- **Page**
-- -- --

Moscow faced global revulsion and accusations of war crimes Monday after the Russian pullout from the outskirts of Kyiv revealed streets strewn with corpses of what appeared to be civilians, some of whom had seemingly been killed at close range.
The grisly images of battered bodies left out in the open or hastily buried led to calls for tougher sanctions against the Kremlin, namely a cutoff of fuel imports from Russia. Germany reacted by expelling 40 Russian diplomats, and U.S. President Joe Biden said Russian leader Vladimir Putin should be tried for war crimes.
“This guy is brutal, and what’s happening in Bucha is outrageous,” Biden said, referring to the town northwest of the capital that was the scene of some of the horrors.
Ukrainian President Volodymyr Zelenskyy left the capital, Kyiv, for his first reported trip since the war began nearly six weeks ago to see for himself what he called the “genocide” and “war crimes” in Bucha. He said dead people had been “found in barrels, basements, strangled, tortured.”
Later, in a video address to the Romanian parliament, Zelenskyy said he fears there are places where even worse atrocities have happened.
“The military tortured people and we have every reason to believe that there are many more people killed,” he said. “Much more than we know now.”
Russian Foreign Minister Sergey Lavrov dismissed the scenes outside Kyiv as a “stage-managed anti-Russian provocation.” Kremlin spokesperson Dmitry Peskov said the images contained “signs of video forgery and various fakes.”

-- -- --

- **Material shown**
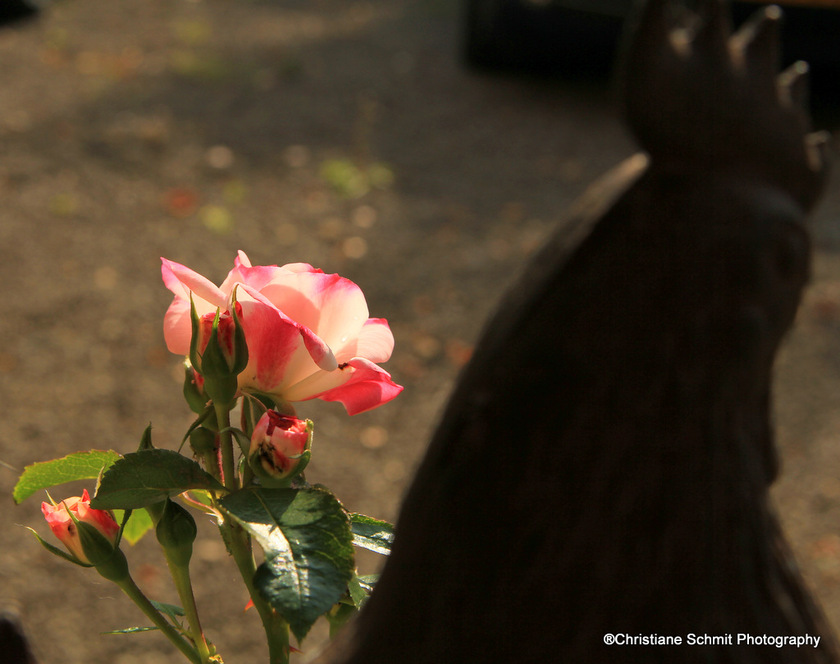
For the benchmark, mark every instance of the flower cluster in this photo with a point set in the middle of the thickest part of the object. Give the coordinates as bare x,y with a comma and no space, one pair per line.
266,338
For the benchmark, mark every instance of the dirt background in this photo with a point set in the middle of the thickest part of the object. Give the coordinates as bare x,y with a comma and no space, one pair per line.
344,134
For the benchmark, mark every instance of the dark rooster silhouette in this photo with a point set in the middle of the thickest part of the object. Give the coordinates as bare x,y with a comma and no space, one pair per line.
603,465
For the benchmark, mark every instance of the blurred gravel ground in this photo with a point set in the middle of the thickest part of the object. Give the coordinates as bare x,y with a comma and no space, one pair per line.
344,134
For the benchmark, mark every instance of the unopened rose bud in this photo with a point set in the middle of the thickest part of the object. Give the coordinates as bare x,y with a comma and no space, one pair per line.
65,519
218,351
280,446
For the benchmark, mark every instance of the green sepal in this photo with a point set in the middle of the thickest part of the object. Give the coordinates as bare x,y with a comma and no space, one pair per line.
220,382
196,399
138,524
56,551
270,480
146,439
176,532
240,347
103,554
202,441
242,440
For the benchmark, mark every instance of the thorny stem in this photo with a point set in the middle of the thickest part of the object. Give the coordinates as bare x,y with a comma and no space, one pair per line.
136,595
239,543
231,479
181,577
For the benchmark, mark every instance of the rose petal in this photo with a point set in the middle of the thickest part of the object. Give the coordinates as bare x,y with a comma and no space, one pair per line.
375,343
366,387
182,281
332,307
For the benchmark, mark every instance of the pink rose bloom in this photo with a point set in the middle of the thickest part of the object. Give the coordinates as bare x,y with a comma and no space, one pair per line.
60,522
308,333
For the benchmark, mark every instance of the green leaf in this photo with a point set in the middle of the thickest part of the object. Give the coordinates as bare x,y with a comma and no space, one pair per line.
76,466
305,534
170,611
56,551
150,476
130,630
372,534
139,523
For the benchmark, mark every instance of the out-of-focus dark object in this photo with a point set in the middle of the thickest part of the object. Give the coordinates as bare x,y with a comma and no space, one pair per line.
13,11
14,648
569,36
599,480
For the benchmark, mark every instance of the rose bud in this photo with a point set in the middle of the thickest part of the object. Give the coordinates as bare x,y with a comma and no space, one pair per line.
66,518
280,446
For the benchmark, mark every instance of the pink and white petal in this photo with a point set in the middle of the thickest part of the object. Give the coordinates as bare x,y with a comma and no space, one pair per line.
369,386
182,281
375,343
280,352
243,272
319,350
317,383
302,267
242,259
334,308
273,344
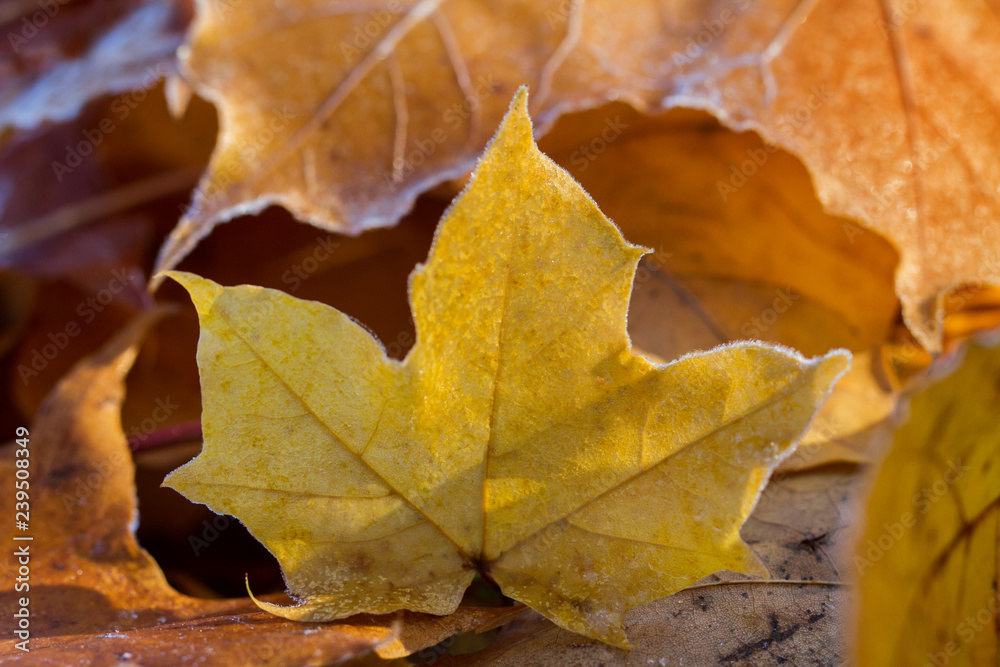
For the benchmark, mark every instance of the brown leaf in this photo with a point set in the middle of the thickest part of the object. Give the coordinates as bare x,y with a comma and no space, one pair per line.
763,262
405,96
96,595
65,54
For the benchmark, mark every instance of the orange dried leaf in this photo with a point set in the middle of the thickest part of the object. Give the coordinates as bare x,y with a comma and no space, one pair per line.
96,596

-- -- --

- **Things to do**
(1) Please rewrite the Bucha article from "The grisly images" to "of the horrors.", replacing "sanctions" with "penalties".
(2) According to the Bucha article, why did Zelenskyy leave Kyiv?
The records have nothing to do with the Bucha article.

- **Expected outputs**
(1)
The grisly images of battered bodies left out in the open or hastily buried led to calls for tougher penalties against the Kremlin, namely a cutoff of fuel imports from Russia. Germany reacted by expelling 40 Russian diplomats, and U.S. President Joe Biden said Russian leader Vladimir Putin should be tried for war crimes.
“This guy is brutal, and what’s happening in Bucha is outrageous,” Biden said, referring to the town northwest of the capital that was the scene of some of the horrors.

(2) He went to see for himself what he called the "genocide" and "war crimes" in Bucha. It was his first reported trip since the war began nearly six weeks earlier.